> **YOUR GOAL**:
Every line of the data must be retyped exactly as it stands.

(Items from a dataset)
************

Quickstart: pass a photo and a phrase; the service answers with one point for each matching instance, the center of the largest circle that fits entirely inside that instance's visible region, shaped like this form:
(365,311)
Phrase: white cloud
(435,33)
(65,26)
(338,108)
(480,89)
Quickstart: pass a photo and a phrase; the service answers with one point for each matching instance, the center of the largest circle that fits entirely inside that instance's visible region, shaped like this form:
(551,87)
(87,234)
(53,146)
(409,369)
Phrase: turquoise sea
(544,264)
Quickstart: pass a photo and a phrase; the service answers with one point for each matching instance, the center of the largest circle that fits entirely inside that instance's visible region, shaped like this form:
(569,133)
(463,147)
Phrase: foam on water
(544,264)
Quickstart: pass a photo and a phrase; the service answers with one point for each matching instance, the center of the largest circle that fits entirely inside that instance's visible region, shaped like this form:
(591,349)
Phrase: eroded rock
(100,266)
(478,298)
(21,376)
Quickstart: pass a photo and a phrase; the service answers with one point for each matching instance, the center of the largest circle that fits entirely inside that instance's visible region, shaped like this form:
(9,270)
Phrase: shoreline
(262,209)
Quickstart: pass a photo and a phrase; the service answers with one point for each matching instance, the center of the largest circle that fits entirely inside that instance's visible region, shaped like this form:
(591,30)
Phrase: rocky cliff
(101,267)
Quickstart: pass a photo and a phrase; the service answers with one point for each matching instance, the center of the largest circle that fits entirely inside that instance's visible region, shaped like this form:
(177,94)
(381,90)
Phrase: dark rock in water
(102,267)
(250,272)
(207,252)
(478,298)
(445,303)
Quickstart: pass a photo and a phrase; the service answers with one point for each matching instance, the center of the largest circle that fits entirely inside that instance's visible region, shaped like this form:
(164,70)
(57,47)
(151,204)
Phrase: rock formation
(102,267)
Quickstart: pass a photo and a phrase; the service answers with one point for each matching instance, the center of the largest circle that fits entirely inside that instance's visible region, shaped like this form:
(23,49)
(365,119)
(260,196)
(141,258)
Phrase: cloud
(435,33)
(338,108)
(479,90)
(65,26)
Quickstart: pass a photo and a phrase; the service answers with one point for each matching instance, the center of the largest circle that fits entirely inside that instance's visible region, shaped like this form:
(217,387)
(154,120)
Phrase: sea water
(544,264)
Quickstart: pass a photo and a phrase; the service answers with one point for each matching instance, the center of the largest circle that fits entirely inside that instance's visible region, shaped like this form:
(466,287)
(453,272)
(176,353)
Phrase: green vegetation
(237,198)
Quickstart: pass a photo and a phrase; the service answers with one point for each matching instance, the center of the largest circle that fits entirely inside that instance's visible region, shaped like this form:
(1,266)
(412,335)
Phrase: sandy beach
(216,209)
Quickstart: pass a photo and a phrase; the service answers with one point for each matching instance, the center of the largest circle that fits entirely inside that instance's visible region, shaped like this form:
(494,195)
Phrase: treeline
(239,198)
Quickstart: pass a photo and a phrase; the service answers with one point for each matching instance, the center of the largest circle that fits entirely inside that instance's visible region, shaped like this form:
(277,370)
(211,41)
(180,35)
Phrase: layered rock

************

> **RESPONSE BOX**:
Quickstart: pass a photo and a phrase; the service answers with one point for each matching instance, the center of the largest circle that fits entirely inside that instance's visible region, shaped like this form:
(365,311)
Phrase: white cloud
(435,33)
(65,26)
(338,108)
(480,89)
Quickstart: pass a photo and a phrase; the service answers with one point for each matching instance, the center of the largest circle that fits entirely inside that instance's visible region, shaped like this form:
(551,87)
(87,234)
(53,146)
(409,369)
Phrase: turquoise sea
(544,264)
Quickstart: pass a photo and a phrase; the service answers with one point for each matching instance, the center of the largest circle that fits entirely inside that instance's visible region, shaped like this form:
(569,133)
(463,147)
Phrase: foam on water
(544,264)
Quickstart: pass a photo and a phrase; the service answers with one point for each matching instance, the center of the largest circle that fits entirely inside that instance's visible region, shaped like this form:
(591,349)
Phrase: eroded rock
(100,266)
(478,298)
(21,376)
Quickstart: pass a photo and a phrase; the service answers with one point for each matching instance, the center of the largest circle that fits entirely inside that instance's visible region, shaped like this form:
(9,270)
Phrase: shoreline
(262,209)
Quickstart: pass a photo and a phrase; the service answers with one point for each matching instance, the center of the largest circle that fits entirely inside that instance's visible region, shaped like this form:
(591,30)
Phrase: rocky cliff
(101,267)
Quickstart: pass a photo and a phrase; the service answers with one point for each matching instance, the center of the largest circle that fits entirely inside that instance's visible region, shaped like this form:
(177,94)
(381,90)
Phrase: dark rock in water
(102,267)
(250,272)
(207,252)
(478,298)
(445,303)
Quickstart: pass a photo and a phrase; the service answers with one point for each matching instance, the center of the largest circle that fits entirely inside that instance's visible region, shaped like this form:
(164,70)
(57,47)
(151,204)
Phrase: rock formation
(102,267)
Quickstart: pass a photo and a phrase; the service answers with one point for each matching instance, the center of the largest circle that fits entirely inside that instance's visible region, shaped like this form:
(23,49)
(365,119)
(260,196)
(141,258)
Phrase: cloud
(435,33)
(338,108)
(479,90)
(65,26)
Quickstart: pass a photo and a phrase; the service answers with one point for each matching instance, the center of the largest circle that fits entirely inside that instance's visible region, shaped like this form:
(217,387)
(154,120)
Phrase: sea water
(544,264)
Quickstart: pass a photo and a phrase; the service answers with one point for each matching instance, the center of the largest circle that fits entirely inside that instance's visible region, shaped like this form:
(466,287)
(453,272)
(176,353)
Phrase: green vegetation
(237,198)
Quickstart: pass a photo and a phrase; the service answers with one point for each matching instance, the center of the largest circle that fits entirely inside that instance's visible region, shaped like this form:
(1,266)
(412,335)
Phrase: sandy beach
(216,209)
Quickstart: pass a photo and a phrase; the service answers with one point for each matching instance, the center of the largest circle that fits entirely inside that instance's visible region, shaped like this form:
(494,195)
Phrase: treeline
(239,198)
Quickstart: pass a photo and a phrase; the service answers with one point for each matching instance, the center of the largest circle that fits entirely inside that instance's visible region, shaped like this form:
(277,370)
(211,41)
(180,35)
Phrase: layered rock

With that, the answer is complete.